§ **WHAT TO PRODUCE**: Copy every item below word for word, changing nothing.

§ **PROVIDED DATA**:

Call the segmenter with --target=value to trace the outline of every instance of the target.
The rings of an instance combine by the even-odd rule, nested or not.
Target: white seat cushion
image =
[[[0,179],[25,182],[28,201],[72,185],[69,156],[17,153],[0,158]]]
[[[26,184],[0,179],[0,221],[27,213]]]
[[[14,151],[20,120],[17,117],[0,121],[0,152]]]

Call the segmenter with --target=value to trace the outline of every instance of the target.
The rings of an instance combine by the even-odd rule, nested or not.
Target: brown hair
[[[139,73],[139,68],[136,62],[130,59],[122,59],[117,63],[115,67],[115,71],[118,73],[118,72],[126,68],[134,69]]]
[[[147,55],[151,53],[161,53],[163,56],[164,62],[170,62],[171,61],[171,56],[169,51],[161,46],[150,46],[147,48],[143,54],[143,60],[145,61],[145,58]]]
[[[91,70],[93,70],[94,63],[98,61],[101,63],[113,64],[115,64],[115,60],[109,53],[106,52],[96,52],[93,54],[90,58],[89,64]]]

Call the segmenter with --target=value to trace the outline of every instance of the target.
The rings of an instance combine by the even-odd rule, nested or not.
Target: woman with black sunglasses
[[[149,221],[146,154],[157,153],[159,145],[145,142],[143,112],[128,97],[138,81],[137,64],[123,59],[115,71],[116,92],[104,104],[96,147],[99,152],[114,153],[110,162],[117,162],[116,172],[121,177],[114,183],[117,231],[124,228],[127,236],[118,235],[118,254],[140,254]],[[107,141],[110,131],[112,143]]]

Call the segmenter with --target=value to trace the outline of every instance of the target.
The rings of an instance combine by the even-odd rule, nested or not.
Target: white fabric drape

§ **RESPONSE TO THIS TASK**:
Call the segmenter with --target=value to trace the outline of every instance of the target.
The rings of an instance combine by the even-odd rule, nested or not.
Target: white seat cushion
image =
[[[0,179],[25,182],[28,201],[72,185],[69,156],[17,153],[0,158]]]
[[[26,184],[0,179],[0,221],[27,213]]]
[[[14,151],[20,120],[17,117],[0,121],[0,152]]]

Call the segmenter with --target=value to trace the outline of every instance of the target.
The rings of an instance combine by the even-odd rule, nested or not.
Target: brown hair
[[[139,73],[139,68],[136,62],[130,59],[122,59],[117,63],[115,67],[115,71],[118,73],[118,72],[126,68],[134,69]]]
[[[147,55],[151,53],[161,53],[163,56],[164,62],[170,62],[171,61],[171,56],[169,51],[161,46],[150,46],[147,48],[143,54],[143,60],[145,61],[145,58]]]
[[[91,70],[93,70],[94,63],[98,61],[101,63],[113,64],[115,64],[115,60],[109,53],[106,52],[96,52],[93,54],[90,58],[89,64]]]

Call the segmenter with --target=value to trace the outline of every instance of the target.
The rings of an instance combine by the even-odd rule, nested or not.
Target: woman with black sunglasses
[[[149,221],[146,154],[157,153],[159,145],[145,142],[143,112],[128,97],[138,81],[137,64],[123,59],[115,71],[116,92],[104,104],[96,147],[99,152],[114,153],[110,162],[117,162],[116,172],[121,177],[114,183],[117,231],[124,228],[127,236],[118,235],[118,254],[140,254]],[[107,141],[110,131],[112,143]]]

Call the segmenter with --target=value to trace the outline of every instance of the target.
The rings of an instance combine by the even-odd rule, nested or not.
Target: white fabric drape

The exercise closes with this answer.